-- start Extracted entries --

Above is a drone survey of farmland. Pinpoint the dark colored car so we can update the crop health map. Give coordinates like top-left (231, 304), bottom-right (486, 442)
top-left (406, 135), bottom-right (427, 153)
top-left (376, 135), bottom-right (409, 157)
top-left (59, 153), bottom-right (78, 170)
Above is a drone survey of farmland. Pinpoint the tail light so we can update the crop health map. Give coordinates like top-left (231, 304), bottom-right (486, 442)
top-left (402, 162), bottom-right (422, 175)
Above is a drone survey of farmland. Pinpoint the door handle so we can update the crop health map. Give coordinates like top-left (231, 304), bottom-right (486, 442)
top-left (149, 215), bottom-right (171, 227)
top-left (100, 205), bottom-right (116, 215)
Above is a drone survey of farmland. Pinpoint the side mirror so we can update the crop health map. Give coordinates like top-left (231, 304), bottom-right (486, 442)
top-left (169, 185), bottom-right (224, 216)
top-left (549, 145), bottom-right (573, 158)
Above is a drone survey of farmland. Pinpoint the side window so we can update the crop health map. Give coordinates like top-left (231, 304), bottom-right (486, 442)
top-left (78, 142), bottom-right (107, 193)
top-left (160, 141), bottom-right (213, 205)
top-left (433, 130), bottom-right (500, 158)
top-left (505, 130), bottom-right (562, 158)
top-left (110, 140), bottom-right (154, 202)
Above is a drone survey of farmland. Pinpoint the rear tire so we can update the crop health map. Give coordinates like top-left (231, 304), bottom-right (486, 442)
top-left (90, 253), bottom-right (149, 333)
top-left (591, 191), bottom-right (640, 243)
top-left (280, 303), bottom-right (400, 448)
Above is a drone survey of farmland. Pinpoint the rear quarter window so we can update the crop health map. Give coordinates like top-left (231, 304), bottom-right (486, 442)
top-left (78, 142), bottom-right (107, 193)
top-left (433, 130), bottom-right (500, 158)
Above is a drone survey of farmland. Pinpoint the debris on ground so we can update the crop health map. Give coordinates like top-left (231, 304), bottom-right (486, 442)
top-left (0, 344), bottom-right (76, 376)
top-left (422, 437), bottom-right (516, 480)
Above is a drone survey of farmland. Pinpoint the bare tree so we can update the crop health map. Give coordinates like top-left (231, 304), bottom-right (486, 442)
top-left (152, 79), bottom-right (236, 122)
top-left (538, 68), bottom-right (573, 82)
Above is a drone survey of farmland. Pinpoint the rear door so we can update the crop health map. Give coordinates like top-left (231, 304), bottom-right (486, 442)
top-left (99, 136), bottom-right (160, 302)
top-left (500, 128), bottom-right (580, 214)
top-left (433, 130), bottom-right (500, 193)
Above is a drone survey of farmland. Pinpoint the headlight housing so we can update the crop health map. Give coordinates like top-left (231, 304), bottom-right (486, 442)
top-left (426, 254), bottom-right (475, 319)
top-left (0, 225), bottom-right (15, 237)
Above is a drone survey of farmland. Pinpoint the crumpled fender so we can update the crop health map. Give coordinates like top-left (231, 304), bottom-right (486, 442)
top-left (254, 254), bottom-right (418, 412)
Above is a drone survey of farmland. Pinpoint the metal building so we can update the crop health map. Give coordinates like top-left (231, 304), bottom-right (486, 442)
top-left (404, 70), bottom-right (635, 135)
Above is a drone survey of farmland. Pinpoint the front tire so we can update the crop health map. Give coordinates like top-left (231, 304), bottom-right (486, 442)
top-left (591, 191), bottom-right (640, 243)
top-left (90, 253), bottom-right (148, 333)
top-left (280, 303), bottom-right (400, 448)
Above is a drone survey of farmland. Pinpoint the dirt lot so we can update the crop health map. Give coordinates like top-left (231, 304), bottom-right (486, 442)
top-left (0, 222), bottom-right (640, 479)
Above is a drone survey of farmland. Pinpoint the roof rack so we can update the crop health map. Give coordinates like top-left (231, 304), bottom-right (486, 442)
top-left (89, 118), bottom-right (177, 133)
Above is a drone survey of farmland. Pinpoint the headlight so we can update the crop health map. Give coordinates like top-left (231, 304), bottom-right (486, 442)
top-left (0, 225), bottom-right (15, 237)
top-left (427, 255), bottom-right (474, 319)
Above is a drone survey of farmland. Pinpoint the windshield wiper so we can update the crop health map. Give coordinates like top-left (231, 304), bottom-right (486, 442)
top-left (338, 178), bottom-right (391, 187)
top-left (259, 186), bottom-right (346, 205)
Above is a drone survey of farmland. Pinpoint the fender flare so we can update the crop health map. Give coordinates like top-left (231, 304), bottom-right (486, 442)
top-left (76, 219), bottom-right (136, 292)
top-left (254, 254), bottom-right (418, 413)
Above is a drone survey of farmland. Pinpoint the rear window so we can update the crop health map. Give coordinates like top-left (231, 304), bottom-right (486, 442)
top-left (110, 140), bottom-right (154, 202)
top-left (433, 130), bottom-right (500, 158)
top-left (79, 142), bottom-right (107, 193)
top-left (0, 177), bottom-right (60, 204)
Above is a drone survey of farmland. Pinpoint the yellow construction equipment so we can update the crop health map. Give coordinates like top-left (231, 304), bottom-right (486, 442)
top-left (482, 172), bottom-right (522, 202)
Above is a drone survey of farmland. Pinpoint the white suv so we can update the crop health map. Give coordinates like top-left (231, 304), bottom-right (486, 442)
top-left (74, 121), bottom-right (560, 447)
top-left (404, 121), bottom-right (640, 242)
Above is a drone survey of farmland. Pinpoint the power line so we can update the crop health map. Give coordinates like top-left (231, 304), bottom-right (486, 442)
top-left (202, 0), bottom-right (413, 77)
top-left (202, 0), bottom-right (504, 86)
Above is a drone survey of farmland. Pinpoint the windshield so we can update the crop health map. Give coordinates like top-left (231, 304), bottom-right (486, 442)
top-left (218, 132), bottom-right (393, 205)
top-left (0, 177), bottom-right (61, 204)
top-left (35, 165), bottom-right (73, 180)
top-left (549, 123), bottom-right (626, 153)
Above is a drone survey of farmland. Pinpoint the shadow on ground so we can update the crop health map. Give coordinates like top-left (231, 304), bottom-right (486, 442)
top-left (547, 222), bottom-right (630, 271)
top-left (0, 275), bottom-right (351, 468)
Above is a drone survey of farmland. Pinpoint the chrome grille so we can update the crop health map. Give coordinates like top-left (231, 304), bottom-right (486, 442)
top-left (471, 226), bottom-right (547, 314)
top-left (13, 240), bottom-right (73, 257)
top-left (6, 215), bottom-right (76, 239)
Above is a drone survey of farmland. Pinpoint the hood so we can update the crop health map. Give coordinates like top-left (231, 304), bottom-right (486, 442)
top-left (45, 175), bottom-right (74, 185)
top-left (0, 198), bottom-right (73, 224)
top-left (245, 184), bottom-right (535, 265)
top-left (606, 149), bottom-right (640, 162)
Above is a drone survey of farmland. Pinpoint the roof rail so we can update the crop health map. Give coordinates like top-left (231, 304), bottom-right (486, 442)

-- end Extracted entries --

Task directions – Can you reproduce all of the rows above again, word for word and without any changes?

Result of this task –
Above is a drone survey of farmland. Pinpoint the dark colored car so we can update the crop health map. Give coordinates like top-left (231, 304), bottom-right (486, 442)
top-left (406, 135), bottom-right (427, 153)
top-left (376, 135), bottom-right (409, 157)
top-left (59, 153), bottom-right (78, 170)
Above is a drone survey of farmland. Pinpoint the tail light so we can update the crop health map. Give coordinates like top-left (231, 304), bottom-right (486, 442)
top-left (402, 162), bottom-right (422, 175)
Above is a drone survey of farmland. Pinpoint the door handle so we can update the crop health map. Give coordinates like top-left (231, 304), bottom-right (486, 442)
top-left (149, 215), bottom-right (171, 227)
top-left (100, 205), bottom-right (116, 215)
Above is a drone survey of farmland. Pinpoint the side mirror so we can update the crop health map. Give coordinates like top-left (231, 304), bottom-right (486, 442)
top-left (169, 185), bottom-right (224, 216)
top-left (549, 145), bottom-right (573, 158)
Above is a drone survey of farmland. Pinpoint the side window so we can update the crop health map. Give coordinates like top-left (231, 304), bottom-right (486, 442)
top-left (78, 142), bottom-right (107, 193)
top-left (160, 141), bottom-right (213, 205)
top-left (433, 130), bottom-right (500, 158)
top-left (505, 130), bottom-right (562, 158)
top-left (110, 140), bottom-right (154, 202)
Above is a drone survey of farmland. Pinpoint the rear tire so we can update the crop health map. Give coordinates like top-left (231, 304), bottom-right (486, 442)
top-left (90, 253), bottom-right (149, 333)
top-left (591, 191), bottom-right (640, 243)
top-left (280, 303), bottom-right (400, 448)
Above is a drone survey of farmland. Pinpoint the rear quarter window so we can update the crop health map. Give coordinates like top-left (231, 304), bottom-right (486, 442)
top-left (78, 142), bottom-right (107, 193)
top-left (433, 130), bottom-right (500, 158)
Above is a drone survey of farmland. Pinpoint the debris on ground so we can update the crop health map. Give coordinates like top-left (231, 304), bottom-right (486, 442)
top-left (0, 344), bottom-right (76, 376)
top-left (422, 437), bottom-right (516, 480)
Above is a drone survey of farmland. Pinpoint the bare tree so we can update the crop health map. Give coordinates like top-left (231, 304), bottom-right (486, 442)
top-left (152, 79), bottom-right (236, 122)
top-left (538, 68), bottom-right (573, 82)
Above is a drone survey of farmland. Pinpoint the rear door so we can update the crop health map. Give coordinates like top-left (231, 304), bottom-right (486, 442)
top-left (99, 136), bottom-right (160, 302)
top-left (500, 128), bottom-right (580, 214)
top-left (433, 130), bottom-right (500, 193)
Above is a drone survey of farmland. Pinpoint the headlight housing so we can update the crop health map. Give coordinates like top-left (231, 304), bottom-right (486, 442)
top-left (426, 254), bottom-right (475, 319)
top-left (0, 225), bottom-right (15, 237)
Above is a drone survey of farmland. Pinpoint the crumpled fender so we can update the crop health map. Give coordinates like top-left (231, 304), bottom-right (486, 442)
top-left (254, 254), bottom-right (418, 412)
Above is a drone survey of farmland. Pinpoint the metal building so we can update the crop health map. Give coordinates like top-left (231, 304), bottom-right (486, 442)
top-left (404, 70), bottom-right (635, 135)
Above is a drone survey of farmland. Pinpoint the front tire so we can update the crop health map. Give coordinates like top-left (231, 304), bottom-right (486, 442)
top-left (591, 191), bottom-right (640, 243)
top-left (90, 253), bottom-right (148, 333)
top-left (280, 303), bottom-right (400, 448)
Above is a drone survey of farmland. Pinpoint the dirt lot so we can update the crop health map. Give coordinates like top-left (231, 304), bottom-right (486, 442)
top-left (0, 222), bottom-right (640, 479)
Above is a drone survey of farmland. Pinpoint the roof rack so we can update the crop health map. Give coordinates like top-left (231, 304), bottom-right (486, 442)
top-left (89, 118), bottom-right (177, 133)
Above is a drone survey of farmland. Pinpoint the headlight so we can update the crop health map. Give coordinates like top-left (231, 304), bottom-right (486, 442)
top-left (0, 225), bottom-right (15, 237)
top-left (427, 255), bottom-right (474, 319)
Above is a drone survey of farmland. Pinpoint the windshield wiper so we can update the crop health map. Give coordinates like top-left (231, 304), bottom-right (486, 442)
top-left (338, 178), bottom-right (391, 187)
top-left (259, 186), bottom-right (346, 205)
Above is a drone survey of farmland. Pinpoint the fender flare so we can update the crop health map. Give coordinates like top-left (231, 304), bottom-right (486, 442)
top-left (76, 219), bottom-right (136, 292)
top-left (254, 254), bottom-right (418, 413)
Above is a drone survey of farmland. Pinpoint the rear window so we can update the crop health map. Give coordinates like top-left (231, 304), bottom-right (486, 442)
top-left (110, 140), bottom-right (154, 202)
top-left (433, 130), bottom-right (500, 158)
top-left (79, 142), bottom-right (107, 193)
top-left (0, 177), bottom-right (60, 204)
Above is a drone survey of farmland. Pinpoint the yellow construction equipment so we can update the crop health map. Give coordinates like top-left (231, 304), bottom-right (486, 442)
top-left (482, 172), bottom-right (522, 202)
Above is a drone survey of farmland. Pinpoint the white suv so we can update the crop health map. Give coordinates like top-left (231, 304), bottom-right (486, 442)
top-left (74, 121), bottom-right (560, 447)
top-left (404, 121), bottom-right (640, 242)
Above is a drone survey of farmland. Pinpoint the power line so we can update the crop health map. Give coordinates like top-left (231, 304), bottom-right (486, 442)
top-left (202, 0), bottom-right (413, 77)
top-left (202, 0), bottom-right (504, 86)
Above is a drone survey of farmland. Pinpoint the windshield so we can update the crop health map. Give coordinates like top-left (231, 304), bottom-right (486, 442)
top-left (218, 132), bottom-right (393, 205)
top-left (0, 177), bottom-right (61, 204)
top-left (35, 165), bottom-right (73, 180)
top-left (549, 123), bottom-right (626, 153)
Above is a drone survey of farmland. Pinpoint the shadow on ground so we can update the crop health map. Give coordinates like top-left (231, 304), bottom-right (486, 442)
top-left (547, 222), bottom-right (630, 271)
top-left (0, 275), bottom-right (351, 468)
Above is a drone survey of farmland. Pinpoint the chrome grille so we can update the crop health map. Give coordinates like top-left (231, 304), bottom-right (486, 442)
top-left (471, 226), bottom-right (547, 314)
top-left (13, 240), bottom-right (73, 257)
top-left (6, 215), bottom-right (76, 239)
Above is a drone survey of farmland. Pinpoint the hood so we can update the crop health map. Give coordinates like top-left (231, 304), bottom-right (486, 442)
top-left (45, 175), bottom-right (74, 185)
top-left (0, 198), bottom-right (73, 224)
top-left (245, 184), bottom-right (535, 265)
top-left (606, 149), bottom-right (640, 162)
Above is a drone survey of farmland. Pinpoint the roof rail so we can update the crop health map. Give coordinates like top-left (231, 304), bottom-right (486, 442)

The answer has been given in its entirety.